:: TASK PROMPT ::
Return everything from the line that contains "[indicate] the wooden slatted" down to the line that contains "(1320, 846)", both included, reproducing each line without change.

======== INFORMATION PROVIDED

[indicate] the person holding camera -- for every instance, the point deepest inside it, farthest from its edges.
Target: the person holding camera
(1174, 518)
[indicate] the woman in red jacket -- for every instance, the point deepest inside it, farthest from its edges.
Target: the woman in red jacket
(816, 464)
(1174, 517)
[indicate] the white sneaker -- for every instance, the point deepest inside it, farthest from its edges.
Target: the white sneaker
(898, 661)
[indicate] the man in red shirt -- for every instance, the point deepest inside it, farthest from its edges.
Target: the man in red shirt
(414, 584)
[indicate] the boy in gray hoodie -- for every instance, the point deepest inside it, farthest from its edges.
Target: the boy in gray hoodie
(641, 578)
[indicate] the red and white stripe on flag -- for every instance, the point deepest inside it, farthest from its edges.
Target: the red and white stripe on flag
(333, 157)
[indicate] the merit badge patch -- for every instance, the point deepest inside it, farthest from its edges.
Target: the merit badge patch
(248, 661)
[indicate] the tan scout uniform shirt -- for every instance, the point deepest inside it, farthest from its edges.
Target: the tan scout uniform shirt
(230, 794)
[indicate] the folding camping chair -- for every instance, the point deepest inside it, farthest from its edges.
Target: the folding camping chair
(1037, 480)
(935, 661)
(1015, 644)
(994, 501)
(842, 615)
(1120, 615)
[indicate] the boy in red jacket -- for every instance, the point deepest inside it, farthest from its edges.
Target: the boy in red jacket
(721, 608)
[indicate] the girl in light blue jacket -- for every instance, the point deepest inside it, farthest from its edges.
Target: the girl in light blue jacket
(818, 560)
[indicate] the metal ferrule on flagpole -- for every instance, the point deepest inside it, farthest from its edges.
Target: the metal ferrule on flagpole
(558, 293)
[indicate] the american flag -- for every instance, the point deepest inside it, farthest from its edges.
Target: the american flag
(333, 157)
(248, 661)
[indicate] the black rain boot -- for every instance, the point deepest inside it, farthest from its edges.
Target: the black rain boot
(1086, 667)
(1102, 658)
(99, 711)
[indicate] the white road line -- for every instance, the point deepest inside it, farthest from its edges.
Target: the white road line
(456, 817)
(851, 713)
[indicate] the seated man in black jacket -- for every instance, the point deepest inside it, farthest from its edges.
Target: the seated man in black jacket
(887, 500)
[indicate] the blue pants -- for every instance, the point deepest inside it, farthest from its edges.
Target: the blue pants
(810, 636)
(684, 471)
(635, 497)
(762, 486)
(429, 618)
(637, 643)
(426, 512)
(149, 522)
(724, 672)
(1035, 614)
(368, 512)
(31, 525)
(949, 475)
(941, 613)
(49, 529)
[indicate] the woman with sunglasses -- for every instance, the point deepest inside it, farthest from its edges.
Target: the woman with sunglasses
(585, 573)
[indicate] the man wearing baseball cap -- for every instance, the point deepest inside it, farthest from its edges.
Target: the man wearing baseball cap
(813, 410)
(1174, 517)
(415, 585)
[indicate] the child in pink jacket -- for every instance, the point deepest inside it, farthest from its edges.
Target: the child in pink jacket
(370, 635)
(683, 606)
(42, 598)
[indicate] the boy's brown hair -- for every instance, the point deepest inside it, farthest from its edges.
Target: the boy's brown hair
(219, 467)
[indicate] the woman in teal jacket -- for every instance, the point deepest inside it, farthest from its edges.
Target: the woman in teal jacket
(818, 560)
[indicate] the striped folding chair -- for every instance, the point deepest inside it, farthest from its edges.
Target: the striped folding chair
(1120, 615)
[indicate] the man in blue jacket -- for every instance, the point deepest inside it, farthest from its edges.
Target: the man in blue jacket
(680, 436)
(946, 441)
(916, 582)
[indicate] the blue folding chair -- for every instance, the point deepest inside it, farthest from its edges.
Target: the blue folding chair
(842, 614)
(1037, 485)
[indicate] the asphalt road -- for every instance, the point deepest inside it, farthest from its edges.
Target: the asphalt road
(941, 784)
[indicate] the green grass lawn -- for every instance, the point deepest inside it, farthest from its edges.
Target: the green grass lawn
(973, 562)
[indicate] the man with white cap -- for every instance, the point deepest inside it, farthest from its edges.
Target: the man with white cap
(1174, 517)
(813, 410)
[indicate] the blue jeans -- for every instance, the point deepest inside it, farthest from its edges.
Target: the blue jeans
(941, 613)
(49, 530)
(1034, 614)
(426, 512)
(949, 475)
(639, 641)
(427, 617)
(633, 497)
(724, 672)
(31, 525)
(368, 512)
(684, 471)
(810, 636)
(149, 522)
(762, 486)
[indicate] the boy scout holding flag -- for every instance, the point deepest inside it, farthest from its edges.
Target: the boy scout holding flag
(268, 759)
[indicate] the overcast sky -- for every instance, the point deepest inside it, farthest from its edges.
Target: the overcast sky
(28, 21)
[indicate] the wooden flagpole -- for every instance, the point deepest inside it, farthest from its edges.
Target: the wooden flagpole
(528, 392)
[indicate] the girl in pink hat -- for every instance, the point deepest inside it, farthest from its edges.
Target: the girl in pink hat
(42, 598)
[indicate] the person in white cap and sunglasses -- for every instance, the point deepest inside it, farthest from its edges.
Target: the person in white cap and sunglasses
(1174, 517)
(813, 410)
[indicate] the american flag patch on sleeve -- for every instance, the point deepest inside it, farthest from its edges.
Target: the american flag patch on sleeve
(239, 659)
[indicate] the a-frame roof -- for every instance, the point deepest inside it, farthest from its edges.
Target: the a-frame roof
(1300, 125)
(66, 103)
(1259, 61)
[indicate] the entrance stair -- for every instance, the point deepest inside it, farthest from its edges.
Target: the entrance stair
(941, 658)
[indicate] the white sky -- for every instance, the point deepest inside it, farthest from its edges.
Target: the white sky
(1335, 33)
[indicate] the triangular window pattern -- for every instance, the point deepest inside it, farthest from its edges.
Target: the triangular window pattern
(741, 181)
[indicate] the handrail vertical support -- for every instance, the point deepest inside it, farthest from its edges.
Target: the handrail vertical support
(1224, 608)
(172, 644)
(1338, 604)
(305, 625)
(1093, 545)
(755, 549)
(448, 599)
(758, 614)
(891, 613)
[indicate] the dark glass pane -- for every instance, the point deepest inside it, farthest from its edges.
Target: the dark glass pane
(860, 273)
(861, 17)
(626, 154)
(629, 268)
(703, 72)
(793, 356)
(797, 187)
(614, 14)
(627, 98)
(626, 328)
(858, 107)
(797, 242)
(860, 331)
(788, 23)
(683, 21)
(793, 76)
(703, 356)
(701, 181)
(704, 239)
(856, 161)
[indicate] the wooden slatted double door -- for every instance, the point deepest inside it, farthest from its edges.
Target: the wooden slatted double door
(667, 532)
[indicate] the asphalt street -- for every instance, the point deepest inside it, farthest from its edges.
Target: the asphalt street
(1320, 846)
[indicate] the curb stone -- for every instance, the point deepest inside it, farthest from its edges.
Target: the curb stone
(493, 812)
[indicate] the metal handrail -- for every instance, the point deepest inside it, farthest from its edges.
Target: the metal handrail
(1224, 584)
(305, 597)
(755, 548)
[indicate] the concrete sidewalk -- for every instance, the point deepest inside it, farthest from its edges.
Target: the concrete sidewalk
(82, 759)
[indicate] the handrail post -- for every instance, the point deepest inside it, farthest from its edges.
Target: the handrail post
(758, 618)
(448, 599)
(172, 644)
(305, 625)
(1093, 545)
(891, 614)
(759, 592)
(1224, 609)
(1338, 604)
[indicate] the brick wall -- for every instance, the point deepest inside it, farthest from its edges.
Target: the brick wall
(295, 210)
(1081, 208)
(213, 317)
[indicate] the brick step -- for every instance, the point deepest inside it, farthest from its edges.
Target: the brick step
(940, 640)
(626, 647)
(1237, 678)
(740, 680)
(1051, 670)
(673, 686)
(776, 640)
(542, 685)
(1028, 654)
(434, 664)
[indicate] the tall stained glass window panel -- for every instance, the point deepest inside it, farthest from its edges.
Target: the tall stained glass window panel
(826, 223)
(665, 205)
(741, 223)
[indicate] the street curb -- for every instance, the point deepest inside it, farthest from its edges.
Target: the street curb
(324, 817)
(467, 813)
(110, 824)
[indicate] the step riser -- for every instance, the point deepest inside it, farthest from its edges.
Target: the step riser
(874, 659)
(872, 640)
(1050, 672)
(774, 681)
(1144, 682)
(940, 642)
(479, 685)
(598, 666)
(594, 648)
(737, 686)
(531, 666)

================

:: ANSWER BELOW ::
[indicate] the wooden slatted double door -- for every instance, the point deepest inside it, farthest from its edges.
Target: the wooden slatted double door
(667, 532)
[indicate] the asphalt street -- for every instance, the point deepest inside it, farthest from its edges.
Target: the asphalt street
(1320, 846)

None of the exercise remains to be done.